Output the data as a two-column CSV with the headers front and back, one row per flashcard front: put its text under front and the lines that follow it under back, quoting each field and turning line breaks into spaces. Start at the line that has "FLASHCARD FRONT: Where is the cracked" and end after the line that has "0;0;1000;268".

Data drawn from a collection:

================

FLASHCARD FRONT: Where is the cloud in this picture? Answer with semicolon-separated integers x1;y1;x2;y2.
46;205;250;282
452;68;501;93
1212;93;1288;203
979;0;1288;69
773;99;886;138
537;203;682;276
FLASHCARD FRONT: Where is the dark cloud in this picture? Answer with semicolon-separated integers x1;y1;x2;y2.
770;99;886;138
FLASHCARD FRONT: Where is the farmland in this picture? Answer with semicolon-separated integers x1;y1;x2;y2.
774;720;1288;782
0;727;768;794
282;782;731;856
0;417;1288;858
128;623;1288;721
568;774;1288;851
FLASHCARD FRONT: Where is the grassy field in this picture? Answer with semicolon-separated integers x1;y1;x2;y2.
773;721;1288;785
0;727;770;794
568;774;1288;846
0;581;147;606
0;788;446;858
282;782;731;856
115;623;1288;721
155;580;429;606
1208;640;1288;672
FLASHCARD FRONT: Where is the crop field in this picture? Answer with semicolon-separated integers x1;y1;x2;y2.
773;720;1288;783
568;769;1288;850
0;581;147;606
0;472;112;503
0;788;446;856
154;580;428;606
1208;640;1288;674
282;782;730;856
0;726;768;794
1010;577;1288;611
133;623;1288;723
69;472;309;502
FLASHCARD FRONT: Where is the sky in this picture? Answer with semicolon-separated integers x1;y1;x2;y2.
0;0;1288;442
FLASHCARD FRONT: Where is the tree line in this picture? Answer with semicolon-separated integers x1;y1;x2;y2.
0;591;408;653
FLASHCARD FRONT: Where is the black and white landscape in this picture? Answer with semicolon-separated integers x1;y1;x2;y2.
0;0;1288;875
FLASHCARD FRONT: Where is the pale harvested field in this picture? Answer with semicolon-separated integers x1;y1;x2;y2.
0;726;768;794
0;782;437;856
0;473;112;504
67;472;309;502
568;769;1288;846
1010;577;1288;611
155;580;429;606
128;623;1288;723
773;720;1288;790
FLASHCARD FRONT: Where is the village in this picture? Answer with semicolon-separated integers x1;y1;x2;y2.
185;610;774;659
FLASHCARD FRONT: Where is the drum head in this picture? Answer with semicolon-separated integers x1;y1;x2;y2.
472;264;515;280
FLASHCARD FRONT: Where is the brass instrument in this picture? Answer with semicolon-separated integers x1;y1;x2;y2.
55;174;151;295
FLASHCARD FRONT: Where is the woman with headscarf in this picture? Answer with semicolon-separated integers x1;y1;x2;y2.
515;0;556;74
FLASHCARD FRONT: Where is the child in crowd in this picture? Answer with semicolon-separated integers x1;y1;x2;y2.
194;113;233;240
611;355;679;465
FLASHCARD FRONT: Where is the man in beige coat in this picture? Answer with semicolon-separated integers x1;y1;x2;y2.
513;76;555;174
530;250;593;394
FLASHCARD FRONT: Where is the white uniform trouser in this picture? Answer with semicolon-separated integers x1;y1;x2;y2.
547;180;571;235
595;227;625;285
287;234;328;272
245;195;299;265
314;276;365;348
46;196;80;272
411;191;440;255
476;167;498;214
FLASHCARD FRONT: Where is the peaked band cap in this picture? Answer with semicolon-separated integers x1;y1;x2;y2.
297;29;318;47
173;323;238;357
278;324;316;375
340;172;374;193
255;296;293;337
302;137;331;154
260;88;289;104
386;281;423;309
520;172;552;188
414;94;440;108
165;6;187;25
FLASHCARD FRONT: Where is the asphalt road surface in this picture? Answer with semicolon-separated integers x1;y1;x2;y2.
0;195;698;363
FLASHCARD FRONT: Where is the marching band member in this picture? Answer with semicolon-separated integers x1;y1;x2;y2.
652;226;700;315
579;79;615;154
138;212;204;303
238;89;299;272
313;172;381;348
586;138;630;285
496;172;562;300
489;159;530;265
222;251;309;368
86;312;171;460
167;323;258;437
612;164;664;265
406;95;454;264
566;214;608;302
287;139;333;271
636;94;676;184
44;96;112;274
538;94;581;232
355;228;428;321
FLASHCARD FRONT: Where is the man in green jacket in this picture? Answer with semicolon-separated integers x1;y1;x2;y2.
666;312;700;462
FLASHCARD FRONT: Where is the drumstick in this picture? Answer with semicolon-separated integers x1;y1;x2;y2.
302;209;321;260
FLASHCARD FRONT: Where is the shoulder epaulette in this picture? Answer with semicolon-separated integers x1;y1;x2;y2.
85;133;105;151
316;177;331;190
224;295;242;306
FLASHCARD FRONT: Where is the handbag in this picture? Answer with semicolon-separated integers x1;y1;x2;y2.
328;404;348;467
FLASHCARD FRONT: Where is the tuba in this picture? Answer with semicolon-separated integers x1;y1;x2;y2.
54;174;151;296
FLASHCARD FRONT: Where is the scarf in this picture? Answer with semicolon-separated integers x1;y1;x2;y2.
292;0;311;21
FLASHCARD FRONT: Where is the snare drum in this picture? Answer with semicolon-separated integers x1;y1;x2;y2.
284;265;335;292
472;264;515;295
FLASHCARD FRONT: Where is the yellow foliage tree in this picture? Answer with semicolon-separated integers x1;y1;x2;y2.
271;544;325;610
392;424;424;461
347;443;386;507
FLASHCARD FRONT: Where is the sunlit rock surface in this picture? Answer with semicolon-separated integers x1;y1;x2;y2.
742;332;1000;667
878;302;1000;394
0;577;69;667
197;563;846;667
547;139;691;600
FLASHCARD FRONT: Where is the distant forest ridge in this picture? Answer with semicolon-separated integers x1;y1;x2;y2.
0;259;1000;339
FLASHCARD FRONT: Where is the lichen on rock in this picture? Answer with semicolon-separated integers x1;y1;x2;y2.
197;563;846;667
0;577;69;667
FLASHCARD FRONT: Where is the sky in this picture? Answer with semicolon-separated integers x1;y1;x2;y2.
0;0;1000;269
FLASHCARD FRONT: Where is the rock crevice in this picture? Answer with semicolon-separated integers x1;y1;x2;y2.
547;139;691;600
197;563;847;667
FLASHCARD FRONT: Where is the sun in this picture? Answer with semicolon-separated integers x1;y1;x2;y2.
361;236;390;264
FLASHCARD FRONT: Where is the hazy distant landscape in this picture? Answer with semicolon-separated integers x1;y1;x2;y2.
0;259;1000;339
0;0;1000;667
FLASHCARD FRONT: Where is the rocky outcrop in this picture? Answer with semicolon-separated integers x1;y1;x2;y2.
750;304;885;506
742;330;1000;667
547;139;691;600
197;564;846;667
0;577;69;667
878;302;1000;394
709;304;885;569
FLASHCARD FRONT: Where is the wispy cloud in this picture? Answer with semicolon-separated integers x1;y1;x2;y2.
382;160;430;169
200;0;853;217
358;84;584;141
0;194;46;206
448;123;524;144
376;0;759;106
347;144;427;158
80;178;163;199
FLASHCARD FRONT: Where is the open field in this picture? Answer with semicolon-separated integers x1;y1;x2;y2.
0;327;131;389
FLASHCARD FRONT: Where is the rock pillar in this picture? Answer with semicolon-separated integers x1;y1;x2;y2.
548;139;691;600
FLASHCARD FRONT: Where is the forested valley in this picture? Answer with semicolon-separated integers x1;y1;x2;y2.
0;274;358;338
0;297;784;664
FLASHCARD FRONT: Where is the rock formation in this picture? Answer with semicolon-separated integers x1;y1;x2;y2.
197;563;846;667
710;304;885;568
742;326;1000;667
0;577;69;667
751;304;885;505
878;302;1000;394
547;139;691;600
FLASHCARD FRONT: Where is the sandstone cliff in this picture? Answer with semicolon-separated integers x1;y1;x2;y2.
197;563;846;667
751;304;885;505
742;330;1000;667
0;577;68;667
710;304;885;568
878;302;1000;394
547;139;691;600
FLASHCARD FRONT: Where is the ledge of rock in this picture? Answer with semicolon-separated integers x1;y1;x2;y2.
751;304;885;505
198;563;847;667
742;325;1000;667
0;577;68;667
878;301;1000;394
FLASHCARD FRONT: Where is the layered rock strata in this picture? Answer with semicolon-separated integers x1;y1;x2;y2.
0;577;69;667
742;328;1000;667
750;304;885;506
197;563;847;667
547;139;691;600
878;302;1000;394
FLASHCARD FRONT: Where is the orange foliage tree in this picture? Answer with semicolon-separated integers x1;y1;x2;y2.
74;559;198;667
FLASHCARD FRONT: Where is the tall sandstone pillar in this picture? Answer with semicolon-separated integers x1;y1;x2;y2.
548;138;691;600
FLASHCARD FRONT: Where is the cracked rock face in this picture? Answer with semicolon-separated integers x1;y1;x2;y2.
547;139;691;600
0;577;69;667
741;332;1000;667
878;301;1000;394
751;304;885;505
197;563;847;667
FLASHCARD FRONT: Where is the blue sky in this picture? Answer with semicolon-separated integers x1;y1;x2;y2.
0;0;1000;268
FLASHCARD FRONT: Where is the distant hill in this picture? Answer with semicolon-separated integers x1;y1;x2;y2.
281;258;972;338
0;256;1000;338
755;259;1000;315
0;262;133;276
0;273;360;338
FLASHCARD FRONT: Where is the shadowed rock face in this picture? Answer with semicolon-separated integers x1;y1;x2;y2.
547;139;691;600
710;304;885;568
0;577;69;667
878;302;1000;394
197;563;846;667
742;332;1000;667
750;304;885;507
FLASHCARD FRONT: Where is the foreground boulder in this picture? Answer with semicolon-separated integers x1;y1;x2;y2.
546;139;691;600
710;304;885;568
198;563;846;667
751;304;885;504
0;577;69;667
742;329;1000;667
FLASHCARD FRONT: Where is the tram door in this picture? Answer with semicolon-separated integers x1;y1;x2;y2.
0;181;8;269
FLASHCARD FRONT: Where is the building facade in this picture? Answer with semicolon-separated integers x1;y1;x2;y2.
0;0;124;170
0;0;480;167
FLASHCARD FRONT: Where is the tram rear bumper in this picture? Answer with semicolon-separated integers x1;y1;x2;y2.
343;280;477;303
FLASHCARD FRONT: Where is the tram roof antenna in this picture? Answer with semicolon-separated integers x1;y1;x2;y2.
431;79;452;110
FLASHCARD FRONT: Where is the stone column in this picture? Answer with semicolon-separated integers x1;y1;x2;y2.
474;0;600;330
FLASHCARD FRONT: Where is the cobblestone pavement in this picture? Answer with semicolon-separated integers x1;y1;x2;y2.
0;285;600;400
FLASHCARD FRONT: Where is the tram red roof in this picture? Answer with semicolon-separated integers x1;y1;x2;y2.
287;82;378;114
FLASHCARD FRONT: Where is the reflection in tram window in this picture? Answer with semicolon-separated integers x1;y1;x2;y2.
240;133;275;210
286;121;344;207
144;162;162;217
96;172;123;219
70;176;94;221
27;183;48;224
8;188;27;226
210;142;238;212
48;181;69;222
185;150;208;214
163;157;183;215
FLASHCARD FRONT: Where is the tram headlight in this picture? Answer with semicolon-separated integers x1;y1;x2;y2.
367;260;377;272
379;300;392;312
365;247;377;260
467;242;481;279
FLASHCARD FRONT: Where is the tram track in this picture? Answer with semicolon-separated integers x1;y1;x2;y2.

================

◆ Answer below
front,back
"FLASHCARD FRONT: Where is the cracked rock face in this picture? Answer with semicolon-separated integers x1;y1;x2;y2.","547;139;691;600 0;577;69;667 741;332;1000;667 878;301;1000;394 751;304;885;505 197;563;847;667"
"FLASHCARD FRONT: Where is the blue sky in this picture? Answer with semicolon-separated integers x1;y1;x2;y2.","0;0;1000;268"